What is required: Gather every line in the data below that contains the string "framed". Treat case as significant.

* BEGIN Provided records *

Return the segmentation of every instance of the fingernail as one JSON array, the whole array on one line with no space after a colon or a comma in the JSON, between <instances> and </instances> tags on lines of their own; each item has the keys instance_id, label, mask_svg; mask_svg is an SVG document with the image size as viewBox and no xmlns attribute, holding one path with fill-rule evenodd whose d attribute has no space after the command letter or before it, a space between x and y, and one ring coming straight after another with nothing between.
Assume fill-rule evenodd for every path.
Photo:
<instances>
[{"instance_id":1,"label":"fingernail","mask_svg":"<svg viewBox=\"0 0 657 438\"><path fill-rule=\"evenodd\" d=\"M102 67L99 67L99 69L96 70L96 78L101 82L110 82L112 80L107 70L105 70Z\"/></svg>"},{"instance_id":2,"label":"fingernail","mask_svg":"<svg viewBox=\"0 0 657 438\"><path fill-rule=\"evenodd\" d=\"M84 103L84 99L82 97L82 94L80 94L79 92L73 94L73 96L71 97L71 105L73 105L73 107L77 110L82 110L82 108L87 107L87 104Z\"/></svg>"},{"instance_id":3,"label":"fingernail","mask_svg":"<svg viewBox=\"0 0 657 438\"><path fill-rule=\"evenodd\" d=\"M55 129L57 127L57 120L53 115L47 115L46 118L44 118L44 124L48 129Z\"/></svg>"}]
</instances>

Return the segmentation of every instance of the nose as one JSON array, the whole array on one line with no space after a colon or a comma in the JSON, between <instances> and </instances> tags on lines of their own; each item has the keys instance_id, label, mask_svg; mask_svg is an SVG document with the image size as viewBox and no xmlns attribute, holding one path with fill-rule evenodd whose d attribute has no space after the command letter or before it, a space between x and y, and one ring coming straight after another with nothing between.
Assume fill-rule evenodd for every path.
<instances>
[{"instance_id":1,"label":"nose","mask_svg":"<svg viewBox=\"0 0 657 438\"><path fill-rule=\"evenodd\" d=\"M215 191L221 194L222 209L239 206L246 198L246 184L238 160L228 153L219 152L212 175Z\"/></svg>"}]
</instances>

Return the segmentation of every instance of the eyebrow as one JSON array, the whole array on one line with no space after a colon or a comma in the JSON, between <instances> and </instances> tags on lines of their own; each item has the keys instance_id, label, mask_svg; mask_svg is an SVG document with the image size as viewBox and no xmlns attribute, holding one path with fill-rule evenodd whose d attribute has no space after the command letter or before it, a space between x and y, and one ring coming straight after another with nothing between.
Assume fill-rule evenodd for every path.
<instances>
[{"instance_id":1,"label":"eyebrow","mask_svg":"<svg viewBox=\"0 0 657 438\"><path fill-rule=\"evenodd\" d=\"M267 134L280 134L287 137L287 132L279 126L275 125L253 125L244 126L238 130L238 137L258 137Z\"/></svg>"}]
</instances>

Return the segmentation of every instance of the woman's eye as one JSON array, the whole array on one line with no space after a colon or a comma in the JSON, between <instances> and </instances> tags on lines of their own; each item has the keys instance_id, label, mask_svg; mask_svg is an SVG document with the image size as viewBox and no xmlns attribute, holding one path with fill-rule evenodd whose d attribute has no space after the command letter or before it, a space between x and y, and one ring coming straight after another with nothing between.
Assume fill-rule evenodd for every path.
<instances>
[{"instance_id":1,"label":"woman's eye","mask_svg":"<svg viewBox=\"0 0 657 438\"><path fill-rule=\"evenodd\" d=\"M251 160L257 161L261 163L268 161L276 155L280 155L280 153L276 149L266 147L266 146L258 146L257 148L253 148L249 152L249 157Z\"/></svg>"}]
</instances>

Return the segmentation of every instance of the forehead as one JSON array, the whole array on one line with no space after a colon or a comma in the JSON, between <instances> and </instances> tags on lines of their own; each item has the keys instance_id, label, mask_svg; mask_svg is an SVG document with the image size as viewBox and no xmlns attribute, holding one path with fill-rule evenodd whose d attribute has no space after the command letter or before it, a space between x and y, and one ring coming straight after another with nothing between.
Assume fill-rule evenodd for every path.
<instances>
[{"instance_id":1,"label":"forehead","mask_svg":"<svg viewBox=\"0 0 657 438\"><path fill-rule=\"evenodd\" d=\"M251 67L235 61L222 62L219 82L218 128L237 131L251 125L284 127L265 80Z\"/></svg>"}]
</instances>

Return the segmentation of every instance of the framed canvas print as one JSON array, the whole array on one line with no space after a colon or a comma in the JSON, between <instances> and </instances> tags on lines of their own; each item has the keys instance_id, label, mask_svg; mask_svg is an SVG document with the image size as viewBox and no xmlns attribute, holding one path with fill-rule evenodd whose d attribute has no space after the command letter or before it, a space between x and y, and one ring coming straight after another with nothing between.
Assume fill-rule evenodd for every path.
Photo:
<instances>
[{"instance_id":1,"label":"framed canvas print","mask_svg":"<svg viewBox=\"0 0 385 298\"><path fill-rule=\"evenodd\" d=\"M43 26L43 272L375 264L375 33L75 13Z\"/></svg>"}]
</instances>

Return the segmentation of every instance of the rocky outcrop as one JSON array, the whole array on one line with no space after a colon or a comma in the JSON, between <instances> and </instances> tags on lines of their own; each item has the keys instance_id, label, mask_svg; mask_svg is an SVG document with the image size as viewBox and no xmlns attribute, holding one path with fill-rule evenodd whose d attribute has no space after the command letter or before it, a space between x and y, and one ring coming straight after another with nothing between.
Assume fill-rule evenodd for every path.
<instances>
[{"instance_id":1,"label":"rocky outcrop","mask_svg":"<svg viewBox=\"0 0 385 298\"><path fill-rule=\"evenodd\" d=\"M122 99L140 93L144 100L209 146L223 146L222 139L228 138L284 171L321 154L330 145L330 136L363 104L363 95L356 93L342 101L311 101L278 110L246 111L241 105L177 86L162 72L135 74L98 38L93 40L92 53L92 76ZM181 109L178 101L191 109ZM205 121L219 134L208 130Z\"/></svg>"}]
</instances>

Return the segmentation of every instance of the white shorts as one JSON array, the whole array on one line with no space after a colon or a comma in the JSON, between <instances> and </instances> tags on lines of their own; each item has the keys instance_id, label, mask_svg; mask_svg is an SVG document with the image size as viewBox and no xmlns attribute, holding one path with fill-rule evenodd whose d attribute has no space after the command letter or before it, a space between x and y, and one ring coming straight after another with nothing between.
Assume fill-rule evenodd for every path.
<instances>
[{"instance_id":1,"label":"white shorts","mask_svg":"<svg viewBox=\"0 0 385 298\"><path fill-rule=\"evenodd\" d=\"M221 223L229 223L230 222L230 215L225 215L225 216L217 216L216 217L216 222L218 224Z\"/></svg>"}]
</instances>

* END Provided records *

Output for this task:
Return the segmentation of every instance of the framed canvas print as one JSON array, the whole array on one line with no space after a colon or a comma in the JSON, between <instances> and </instances> tags on lines of their own; each item has the keys instance_id, label, mask_svg; mask_svg is an SVG document with the image size as viewBox and no xmlns attribute, holding one path with fill-rule evenodd whose d attribute has no space after the command letter or before it, a space between x and y, and one ring coming straight after another with nothing between.
[{"instance_id":1,"label":"framed canvas print","mask_svg":"<svg viewBox=\"0 0 385 298\"><path fill-rule=\"evenodd\" d=\"M43 26L43 272L375 264L375 33L75 13Z\"/></svg>"}]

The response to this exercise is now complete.